## Extrait du document
%%
Suk-hwang et coll. ont, depuis, perfectionné leur technique de transfert nucléaire (TN), et ont accompli un étonnant progrès.
Diabète, déficit immunitaire, traumatisme médullaire.
Pour les cellules somatiques, les chercheurs ont recruté 11 donneurs des deux sexes, âgés de 2 à 56 ans, qui souffraient de diabète juvénile, d'un déficit immun génétique (hypogammaglobulinémie congénitale) ou d'un traumatisme médullaire. Ces patients-donneurs consentaient à participer à cette recherche (pour les mineurs, les deux parents ont dû signer le consentement éclairé) et leurs cellules cutanées ont été obtenues par une minime biopsie de peau.
Par ailleurs, 185 ovules ont été recueillis auprès de 18 femmes fertiles volontaires, qui consentaient à donner leurs ovules, de façon bénévole, uniquement pour cette recherche de clonage thérapeutique. Cent vingt-cinq de ces ovules ont été donnés par 10 femmes âgées de moins de 30 ans.
A partir des 185 ovocytes dont le noyau a été remplacé par celui d'une cellule cutanée d'un patient, 31 blastocytes se sont développés (embryons préimplantatoires de 4 jours), à partir desquels ont été établies 11 lignées de CSEh, chacune correspondant à l'un des 11 patients.
%%
(Entrées de données recueillies)
%%
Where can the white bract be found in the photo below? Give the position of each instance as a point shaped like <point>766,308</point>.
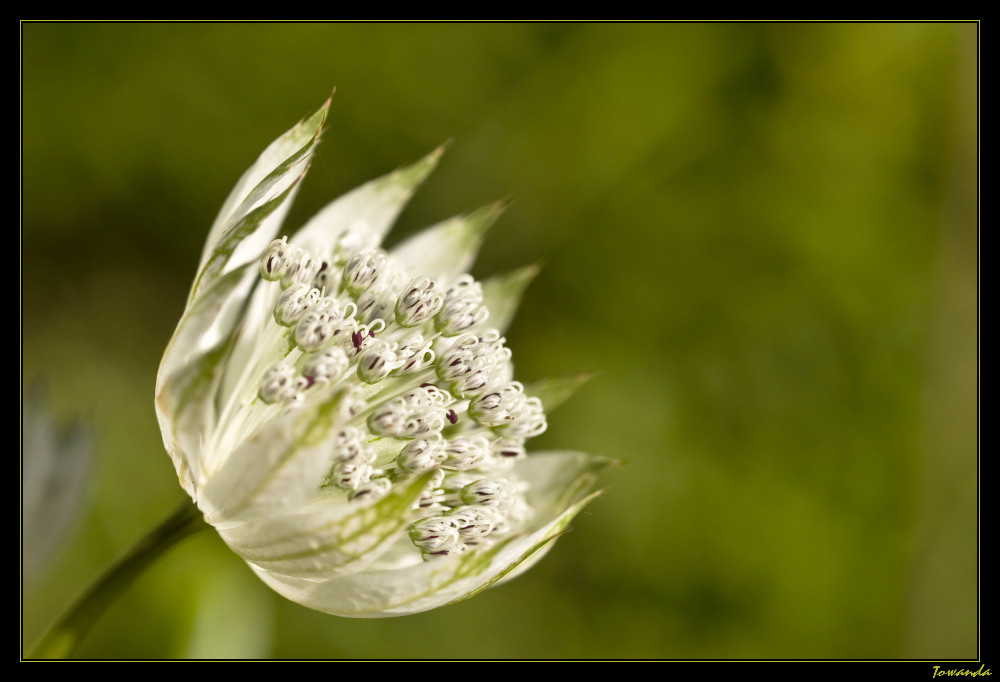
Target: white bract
<point>347,417</point>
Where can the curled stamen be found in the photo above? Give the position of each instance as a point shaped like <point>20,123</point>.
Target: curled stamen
<point>363,270</point>
<point>530,422</point>
<point>463,307</point>
<point>498,406</point>
<point>327,278</point>
<point>349,447</point>
<point>413,355</point>
<point>326,366</point>
<point>472,521</point>
<point>293,303</point>
<point>495,492</point>
<point>282,384</point>
<point>416,413</point>
<point>421,300</point>
<point>302,268</point>
<point>274,261</point>
<point>434,534</point>
<point>466,453</point>
<point>321,324</point>
<point>420,455</point>
<point>377,362</point>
%%
## Consigne 1
Répondez à ces questions sur l'extrait sur le clonage thérapeutique :
(a) Combien de donneurs les chercheurs ont-ils recrutés pour les cellules somatiques, et quel âge avaient-ils ?
(b) Combien d'ovules ont été recueillis, et auprès de combien de femmes ?
(c) Combien de blastocytes se sont développés à partir des ovocytes dont le noyau avait été remplacé ?
## Consigne 2
Poursuivez, s'il vous plaît, l'extrait sur le clonage thérapeutique à partir de sa dernière phrase.

## Corrigé 1
(a) 11 donneurs, des deux sexes, âgés de 2 à 56 ans.
(b) 185 ovules, recueillis auprès de 18 femmes.
(c) 31 blastocytes.

## Corrigé 2
L'efficacité de l'approche serait ainsi 10 fois supérieure à celle d'il y a un an. Parmi les autres améliorations, la procédure utilise moins de produits animaux. De plus, les chercheurs démontrent que les antigènes HLA des cellules souches sont identiques à ceux des cellules somatiques des patients donneurs, ce qui constitue une preuve supplémentaire qu'une parthénogenèse n'est pas survenue et qui laisse entrevoir qu'une transplantation de ces cellules souches serait tolérée.
Ces cellules souches, comme l'ont vérifié les chercheurs, contiennent des chromosomes normaux et sont bien autorenouvelables et pluripotentes.
Des recherches précliniques supplémentaires sont nécessaires, avant de réaliser l'objectif d'une utilisation thérapeutique.
La procédure devra éliminer les composants animaux résiduels.
Apprendre à diriger la différenciation.
Les chercheurs devront apprendre à diriger de façon fiable la différenciation des cellules souches vers le type souhaité de cellules.
Enfin, il faudra démontrer en préclinique que la transplantation des cellules différenciées dérivées de ces cellules souches est sûre, efficace et bien tolérée.
En attendant, ces lignées cellulaires pourront permettre d'évaluer leur stabilité génétique et épigénétique. De telles lignées de CSEh obtenues par TN pourraient être utiles pour découvrir les processus de développement humain, et les causes de nombreuses maladies complexes.
Des questions éthiques et politiques.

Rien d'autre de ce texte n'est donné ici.